What you need to do:
Only the closing stretch of the material belongs in the answer: the line containing "the dirt ground." and every line after it, copied exactly.

Material for this exercise:

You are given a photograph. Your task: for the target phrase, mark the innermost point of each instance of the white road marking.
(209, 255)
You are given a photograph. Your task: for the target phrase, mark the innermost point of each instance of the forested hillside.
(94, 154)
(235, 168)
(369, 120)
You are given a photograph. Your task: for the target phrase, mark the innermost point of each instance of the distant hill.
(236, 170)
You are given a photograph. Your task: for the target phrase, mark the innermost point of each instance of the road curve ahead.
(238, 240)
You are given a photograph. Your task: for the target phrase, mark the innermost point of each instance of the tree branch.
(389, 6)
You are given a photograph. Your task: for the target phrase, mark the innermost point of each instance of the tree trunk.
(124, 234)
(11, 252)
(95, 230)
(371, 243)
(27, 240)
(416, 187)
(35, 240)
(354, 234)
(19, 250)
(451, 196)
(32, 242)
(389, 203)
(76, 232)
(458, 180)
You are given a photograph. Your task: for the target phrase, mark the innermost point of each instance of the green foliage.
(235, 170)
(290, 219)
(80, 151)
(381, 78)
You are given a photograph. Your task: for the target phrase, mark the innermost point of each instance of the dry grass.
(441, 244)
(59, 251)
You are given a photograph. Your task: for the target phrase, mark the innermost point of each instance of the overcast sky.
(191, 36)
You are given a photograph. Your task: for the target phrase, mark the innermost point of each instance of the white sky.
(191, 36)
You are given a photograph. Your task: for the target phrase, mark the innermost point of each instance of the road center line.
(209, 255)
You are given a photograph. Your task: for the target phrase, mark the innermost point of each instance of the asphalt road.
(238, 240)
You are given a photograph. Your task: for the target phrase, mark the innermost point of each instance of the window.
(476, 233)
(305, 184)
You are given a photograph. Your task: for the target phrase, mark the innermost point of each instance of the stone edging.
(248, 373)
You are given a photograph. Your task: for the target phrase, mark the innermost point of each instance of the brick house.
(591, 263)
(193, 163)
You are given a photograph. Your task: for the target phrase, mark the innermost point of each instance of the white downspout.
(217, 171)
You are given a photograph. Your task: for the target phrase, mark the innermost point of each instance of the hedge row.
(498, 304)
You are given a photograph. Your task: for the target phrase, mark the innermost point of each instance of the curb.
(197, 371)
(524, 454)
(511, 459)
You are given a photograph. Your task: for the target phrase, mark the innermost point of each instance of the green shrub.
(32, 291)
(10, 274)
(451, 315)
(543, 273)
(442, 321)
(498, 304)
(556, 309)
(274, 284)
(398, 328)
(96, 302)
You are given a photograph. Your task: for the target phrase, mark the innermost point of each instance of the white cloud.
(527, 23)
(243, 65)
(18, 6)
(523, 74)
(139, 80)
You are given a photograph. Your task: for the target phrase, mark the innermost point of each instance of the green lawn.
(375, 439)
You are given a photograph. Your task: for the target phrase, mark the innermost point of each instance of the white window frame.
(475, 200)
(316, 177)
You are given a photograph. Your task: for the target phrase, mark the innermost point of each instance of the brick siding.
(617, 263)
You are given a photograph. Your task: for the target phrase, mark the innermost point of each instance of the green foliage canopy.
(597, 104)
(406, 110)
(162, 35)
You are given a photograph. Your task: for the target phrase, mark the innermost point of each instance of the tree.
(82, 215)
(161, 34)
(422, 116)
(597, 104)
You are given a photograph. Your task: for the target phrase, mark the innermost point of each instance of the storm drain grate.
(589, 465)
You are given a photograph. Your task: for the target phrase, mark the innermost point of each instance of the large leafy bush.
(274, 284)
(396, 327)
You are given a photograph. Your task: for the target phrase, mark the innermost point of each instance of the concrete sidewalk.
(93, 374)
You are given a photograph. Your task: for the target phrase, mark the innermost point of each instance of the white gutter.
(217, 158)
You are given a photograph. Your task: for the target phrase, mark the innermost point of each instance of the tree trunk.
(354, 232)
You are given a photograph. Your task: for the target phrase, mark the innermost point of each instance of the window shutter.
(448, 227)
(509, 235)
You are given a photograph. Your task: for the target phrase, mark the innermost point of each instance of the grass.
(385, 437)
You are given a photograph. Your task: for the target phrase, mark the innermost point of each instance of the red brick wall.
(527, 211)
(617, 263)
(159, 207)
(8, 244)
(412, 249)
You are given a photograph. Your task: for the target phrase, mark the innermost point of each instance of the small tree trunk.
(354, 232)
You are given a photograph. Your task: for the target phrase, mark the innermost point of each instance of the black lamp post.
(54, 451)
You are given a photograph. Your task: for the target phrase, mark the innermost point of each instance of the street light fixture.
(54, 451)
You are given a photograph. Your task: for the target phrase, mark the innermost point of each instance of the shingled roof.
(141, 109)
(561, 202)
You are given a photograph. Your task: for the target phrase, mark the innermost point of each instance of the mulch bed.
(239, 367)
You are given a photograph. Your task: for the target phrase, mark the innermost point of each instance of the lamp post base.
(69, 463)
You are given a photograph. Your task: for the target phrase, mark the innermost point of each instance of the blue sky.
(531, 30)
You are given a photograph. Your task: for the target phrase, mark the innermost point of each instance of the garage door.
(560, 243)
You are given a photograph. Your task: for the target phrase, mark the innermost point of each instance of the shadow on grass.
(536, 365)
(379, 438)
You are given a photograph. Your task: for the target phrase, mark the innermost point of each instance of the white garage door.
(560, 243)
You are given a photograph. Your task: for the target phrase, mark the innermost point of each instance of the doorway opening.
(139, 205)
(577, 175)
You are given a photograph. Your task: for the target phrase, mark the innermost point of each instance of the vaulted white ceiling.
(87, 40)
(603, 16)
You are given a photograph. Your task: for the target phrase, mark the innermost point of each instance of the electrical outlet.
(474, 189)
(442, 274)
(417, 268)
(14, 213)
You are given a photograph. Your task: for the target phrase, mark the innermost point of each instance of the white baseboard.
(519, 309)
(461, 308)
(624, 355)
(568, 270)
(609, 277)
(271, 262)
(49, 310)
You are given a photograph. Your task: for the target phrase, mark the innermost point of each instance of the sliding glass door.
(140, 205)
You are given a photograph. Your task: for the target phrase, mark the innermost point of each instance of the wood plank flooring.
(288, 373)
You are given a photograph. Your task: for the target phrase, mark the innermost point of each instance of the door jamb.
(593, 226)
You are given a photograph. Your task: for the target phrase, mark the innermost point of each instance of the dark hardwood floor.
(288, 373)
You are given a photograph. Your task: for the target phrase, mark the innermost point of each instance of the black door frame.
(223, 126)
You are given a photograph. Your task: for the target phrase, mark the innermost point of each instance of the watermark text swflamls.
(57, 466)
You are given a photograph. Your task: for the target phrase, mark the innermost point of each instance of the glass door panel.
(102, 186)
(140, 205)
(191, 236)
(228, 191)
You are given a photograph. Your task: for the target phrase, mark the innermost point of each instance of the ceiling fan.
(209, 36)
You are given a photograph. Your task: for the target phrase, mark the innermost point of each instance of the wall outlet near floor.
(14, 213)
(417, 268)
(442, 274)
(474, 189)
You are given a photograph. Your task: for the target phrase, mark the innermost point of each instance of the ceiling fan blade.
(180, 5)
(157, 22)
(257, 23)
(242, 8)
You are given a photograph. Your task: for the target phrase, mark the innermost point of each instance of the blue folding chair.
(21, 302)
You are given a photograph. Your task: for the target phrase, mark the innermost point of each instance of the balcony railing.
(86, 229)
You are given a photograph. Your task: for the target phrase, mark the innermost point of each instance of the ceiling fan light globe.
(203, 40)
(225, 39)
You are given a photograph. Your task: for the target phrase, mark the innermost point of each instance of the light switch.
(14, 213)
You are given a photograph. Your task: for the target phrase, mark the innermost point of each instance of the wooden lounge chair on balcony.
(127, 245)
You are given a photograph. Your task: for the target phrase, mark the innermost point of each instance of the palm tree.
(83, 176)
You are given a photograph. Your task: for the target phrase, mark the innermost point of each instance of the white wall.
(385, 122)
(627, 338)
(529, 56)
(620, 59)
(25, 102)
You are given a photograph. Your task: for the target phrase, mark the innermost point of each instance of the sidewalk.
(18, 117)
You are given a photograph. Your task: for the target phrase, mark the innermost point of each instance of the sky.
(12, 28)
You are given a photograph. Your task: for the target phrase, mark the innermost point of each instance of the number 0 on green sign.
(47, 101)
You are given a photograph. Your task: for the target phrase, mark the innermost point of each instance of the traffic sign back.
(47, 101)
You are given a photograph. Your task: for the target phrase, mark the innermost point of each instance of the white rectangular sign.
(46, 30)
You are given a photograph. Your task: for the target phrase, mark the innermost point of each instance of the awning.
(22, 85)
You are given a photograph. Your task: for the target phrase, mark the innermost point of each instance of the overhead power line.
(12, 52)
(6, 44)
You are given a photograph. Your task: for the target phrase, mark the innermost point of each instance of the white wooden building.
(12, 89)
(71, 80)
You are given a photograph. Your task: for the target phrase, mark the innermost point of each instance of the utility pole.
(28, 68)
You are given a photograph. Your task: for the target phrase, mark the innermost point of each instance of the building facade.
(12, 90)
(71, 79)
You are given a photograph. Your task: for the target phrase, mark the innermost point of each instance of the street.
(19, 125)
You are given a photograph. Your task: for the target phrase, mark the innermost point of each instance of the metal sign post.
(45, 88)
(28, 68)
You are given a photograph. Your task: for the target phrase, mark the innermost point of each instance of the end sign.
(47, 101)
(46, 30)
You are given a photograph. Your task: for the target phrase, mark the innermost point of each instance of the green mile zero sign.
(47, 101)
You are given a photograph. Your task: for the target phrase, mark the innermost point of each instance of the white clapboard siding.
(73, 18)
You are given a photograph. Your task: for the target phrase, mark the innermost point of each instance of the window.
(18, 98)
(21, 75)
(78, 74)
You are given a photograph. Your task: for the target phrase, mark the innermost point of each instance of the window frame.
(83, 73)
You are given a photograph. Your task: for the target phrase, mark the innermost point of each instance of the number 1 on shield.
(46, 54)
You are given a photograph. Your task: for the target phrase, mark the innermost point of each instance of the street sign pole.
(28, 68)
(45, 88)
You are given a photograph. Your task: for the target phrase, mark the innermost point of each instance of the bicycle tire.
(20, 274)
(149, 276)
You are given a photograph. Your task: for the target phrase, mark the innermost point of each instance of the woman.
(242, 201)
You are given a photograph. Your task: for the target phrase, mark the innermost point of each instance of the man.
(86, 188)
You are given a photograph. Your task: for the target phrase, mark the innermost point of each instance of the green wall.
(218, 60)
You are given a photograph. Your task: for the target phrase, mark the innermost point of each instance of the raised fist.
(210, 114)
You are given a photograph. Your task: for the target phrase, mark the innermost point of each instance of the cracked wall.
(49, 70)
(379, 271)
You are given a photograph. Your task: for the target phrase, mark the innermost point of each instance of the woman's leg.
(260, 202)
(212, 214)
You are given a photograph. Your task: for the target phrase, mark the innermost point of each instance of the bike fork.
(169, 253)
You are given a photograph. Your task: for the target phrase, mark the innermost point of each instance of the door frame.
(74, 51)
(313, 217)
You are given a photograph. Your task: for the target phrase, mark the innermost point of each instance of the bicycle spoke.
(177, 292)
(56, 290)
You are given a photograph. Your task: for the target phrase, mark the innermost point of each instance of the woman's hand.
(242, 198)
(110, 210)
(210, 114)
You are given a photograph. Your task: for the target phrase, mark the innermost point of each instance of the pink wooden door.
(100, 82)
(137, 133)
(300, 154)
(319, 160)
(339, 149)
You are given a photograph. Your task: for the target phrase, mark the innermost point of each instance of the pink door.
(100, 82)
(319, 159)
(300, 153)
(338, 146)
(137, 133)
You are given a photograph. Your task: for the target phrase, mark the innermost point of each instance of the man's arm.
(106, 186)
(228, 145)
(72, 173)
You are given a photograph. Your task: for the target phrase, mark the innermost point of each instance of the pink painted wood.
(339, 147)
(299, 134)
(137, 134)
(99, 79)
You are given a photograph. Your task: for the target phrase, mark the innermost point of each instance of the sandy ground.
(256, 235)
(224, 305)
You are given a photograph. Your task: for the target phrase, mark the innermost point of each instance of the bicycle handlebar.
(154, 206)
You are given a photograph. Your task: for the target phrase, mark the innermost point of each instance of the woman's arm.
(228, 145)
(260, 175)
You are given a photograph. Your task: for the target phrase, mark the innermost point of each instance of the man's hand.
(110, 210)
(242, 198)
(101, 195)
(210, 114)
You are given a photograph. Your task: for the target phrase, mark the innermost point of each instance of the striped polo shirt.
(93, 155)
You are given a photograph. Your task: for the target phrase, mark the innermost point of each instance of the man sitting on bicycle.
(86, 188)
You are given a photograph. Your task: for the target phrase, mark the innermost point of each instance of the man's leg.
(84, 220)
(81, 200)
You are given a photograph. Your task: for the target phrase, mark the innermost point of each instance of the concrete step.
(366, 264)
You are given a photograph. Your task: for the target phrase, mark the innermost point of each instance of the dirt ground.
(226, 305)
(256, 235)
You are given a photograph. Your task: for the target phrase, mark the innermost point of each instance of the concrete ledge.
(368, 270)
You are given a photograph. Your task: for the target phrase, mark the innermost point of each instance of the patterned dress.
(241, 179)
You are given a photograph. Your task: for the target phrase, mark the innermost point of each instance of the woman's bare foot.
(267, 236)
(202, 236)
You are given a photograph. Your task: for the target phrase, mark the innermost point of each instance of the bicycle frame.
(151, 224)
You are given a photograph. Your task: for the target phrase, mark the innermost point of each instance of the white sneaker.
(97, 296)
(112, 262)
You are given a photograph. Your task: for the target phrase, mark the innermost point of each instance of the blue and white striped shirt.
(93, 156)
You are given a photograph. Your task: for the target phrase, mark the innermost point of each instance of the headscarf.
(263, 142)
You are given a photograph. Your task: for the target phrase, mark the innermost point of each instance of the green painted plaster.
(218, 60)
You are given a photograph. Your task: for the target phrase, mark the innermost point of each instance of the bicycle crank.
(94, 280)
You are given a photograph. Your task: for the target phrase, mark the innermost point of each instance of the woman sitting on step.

Answer to the exercise:
You are given a photograph. Your task: for the target phrase, mark the innermost point of each instance of the dirt ground.
(226, 305)
(256, 235)
You are given a photograph. Your task: for the target phrase, mark the innermost point of each instance of the concrete ledge.
(368, 270)
You are given a photograph. Your task: for the target phrase, mark the innermost point of each instance of the patterned dress.
(241, 179)
You are given a photograph. Your task: for the target phrase, mark the innermost point of each instance of the woman's bare foot.
(267, 236)
(202, 236)
You are given a photograph. Your task: for the target phrase, mark the innermost point of each instance of the bicycle frame.
(151, 224)
You are given a photograph. Your task: for the target phrase, mark the innermost point of each instance of the white sneaker.
(97, 296)
(112, 262)
You are given a photograph. Your task: for the target phrase, mark the innermost point of each instance of the blue and white striped shirt.
(93, 156)
You are given a photograph. Your task: for the target phrase, mark the innermost point of each instance of the headscarf.
(263, 142)
You are given a photograph. Your task: for the target phrase, mark the innermost point of each instance of the green painted plaster.
(218, 60)
You are given a photograph. Your task: for the target phrase, mark the innermost point of each instance of the bicycle crank.
(94, 280)
You are given a photograph. Your task: for the target phrase, mark the innermost point of each instance of the woman sitting on step.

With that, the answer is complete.